- Amaç 1
Finansman masraflarının dağıtımını ele alan metne göre finansman hizmetlerinin ayrı bir bölümde incelenmesinin nedenini bir iki cümleyle açıklayın.
- Amaç 2
Finansman masraflarının dağıtımını konu alan metni, son cümlesinden sonrasını yazarak sürdürün.

- Verilen Metin
5.    FİNANSMAN MASRAFLARININ DAĞITIMI :
 
       Aslında yukarıda belirtilen masraf türlerinden hemen hiçbir farkı olmayan finansman hizmetlerini ayrı bir bölümde ele almamızın nedeni, bu işlemleri yapan kuruluşların, banka ve sigorta muameleleri vergisine tabi banker sayılıp sayılmayacakları konusundaki tartışmaların varlığıdır. Konuyu çok ayrıntılı biçimde ve tarihsel gelişimiyle almak yerine, özellikle KDV Kanunu’nun yürürlüğe girmesinden sonra verilmiş bir Bakanlık muktezası ve oldukça ayrıntılı tartışmalara neden olmuş bulunan Hesap Uzmanları Danışma Komisyonu kararları ışığında özetlemeyi tercih ediyoruz.
 
       Zira, Maliye Bakanlığı’nca da benimsenmiş bulunan Hesap Uzmanları Danışma Komisyonu’nun 17.3.1980 tarih ve 248 yayın sıra numaralı kararında ;
 
       “Holding Şirketlerin, sermayesine iştirak ettikleri şirket ve şirketlerin kendi adlarına çıkardıkları tahvillerin bedellerini ya da bankadan aldıkları kredileri, tamamen veya kısmen devretmeleri nedeniyle bunlara ait giderleri de, kendilerine hiçbir menfaat sağlamayacak şekilde intikal ettirmeleri halinde 6802 Sayılı Kanun’un 28 nci maddesi uyarınca banka ve sigorta muameleleri vergisine tabi tutulmayacağı..
 
       açıkça belirtilmiş bulunmaktadır.
 
       Maliye Bakanlığı tarafından 14.8.1985 tarih ve KDV:2601001 – 380/53716 Sayı ile verilmiş muktezada ise şöyle denilmektedir :
 
       “... yazımızda belirtildiği üzere holding şirketler kendi kullandıkları banka kredilerinden bağlı şirketlerine kredi verme işlemi finansman hizmeti niteliğinde olduğundan KDVK’nun 1/1 nci maddesi hükmü uyarınca vergiye tabi bulunmaktadır.

- Veri Kesiti
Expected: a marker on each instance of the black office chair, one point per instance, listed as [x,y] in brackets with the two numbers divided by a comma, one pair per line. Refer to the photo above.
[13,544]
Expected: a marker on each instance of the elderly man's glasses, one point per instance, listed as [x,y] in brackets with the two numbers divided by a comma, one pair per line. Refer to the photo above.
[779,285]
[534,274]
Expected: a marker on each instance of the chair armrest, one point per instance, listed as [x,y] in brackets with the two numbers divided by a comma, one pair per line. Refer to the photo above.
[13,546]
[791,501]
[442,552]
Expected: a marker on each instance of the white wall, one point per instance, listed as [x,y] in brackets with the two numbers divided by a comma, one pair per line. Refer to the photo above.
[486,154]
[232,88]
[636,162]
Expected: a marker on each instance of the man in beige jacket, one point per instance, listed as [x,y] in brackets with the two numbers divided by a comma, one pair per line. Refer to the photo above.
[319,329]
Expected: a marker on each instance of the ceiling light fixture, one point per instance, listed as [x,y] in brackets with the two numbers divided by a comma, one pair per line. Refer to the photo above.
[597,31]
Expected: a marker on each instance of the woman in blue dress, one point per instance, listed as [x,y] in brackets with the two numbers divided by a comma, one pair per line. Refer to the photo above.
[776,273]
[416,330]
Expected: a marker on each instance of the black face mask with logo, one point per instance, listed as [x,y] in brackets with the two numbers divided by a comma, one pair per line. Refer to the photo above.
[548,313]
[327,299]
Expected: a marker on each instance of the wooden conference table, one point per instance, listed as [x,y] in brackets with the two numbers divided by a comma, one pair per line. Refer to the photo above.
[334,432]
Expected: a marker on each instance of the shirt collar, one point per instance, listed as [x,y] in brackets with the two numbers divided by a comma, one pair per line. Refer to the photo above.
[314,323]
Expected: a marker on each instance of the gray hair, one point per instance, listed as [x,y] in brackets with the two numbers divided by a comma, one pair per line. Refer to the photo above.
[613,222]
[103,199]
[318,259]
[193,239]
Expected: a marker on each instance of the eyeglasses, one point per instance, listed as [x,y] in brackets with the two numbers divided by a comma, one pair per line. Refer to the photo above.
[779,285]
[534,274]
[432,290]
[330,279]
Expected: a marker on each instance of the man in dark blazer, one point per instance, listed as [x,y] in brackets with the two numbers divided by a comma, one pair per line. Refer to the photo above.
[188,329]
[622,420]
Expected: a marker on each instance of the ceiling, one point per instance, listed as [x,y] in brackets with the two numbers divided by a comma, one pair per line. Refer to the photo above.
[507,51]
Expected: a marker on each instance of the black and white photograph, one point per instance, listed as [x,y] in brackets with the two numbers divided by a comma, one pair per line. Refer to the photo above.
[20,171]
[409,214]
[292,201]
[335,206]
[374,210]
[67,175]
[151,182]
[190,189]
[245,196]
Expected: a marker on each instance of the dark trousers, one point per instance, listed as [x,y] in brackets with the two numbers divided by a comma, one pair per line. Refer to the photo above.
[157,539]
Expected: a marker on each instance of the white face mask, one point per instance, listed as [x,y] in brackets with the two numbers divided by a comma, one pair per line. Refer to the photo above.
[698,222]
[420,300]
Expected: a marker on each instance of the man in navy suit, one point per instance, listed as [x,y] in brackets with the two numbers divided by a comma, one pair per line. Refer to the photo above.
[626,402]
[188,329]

- Çıktı 1
Finansman hizmetleri, daha önce anlatılan masraf türlerinden neredeyse hiç farklı değildir. Yine de ayrı bir bölümde incelenirler, çünkü bu işlemleri yapan kuruluşların banka ve sigorta muameleleri vergisine tabi banker sayılıp sayılmayacağı tartışmalıdır.

- Çıktı 2
       Öte yandan 6802 Sayılı Kanun’un 28 nci maddesinin ikinci fıkrası “Bankerlerin yapmış oldukları banka muamele ve hizmetleri dolayısıyle kendi lehlerine her ne nam ile olursa olsun nakden veya hesaben aldıkları paralar ..... banka muameleleri vergisine tabidir” hükmünde olup, üçüncü fıkrada ise “2279 Sayılı Kanun’a göre ikraz işleri ile uğraşanlar ile ikinci fıkrada belirtilen muamele ve hizmetlerden herhangi birini devamlı olarak yapanlar bu kanun uygulamasında banker sayılırlar”
 
       Buna göre, söz konusu işlemin banka ve sigorta muameleleri kapsamına girmesi halinde anılan Kanun’un 17/4-e maddesi hükmü uyarınca KDV’den müstesna olacağı tabiidir.”
 
       Görülüyor ki, kritik nokta, faiz yolu ile kazanç sağlamaya yönelik bir ödünç para verme işinin mevcut olup olmadığıdır. Bu işlemin mevcut olmadığı hallerde bir banka muamelesinden söz etmek de mümkün olmayacaktır.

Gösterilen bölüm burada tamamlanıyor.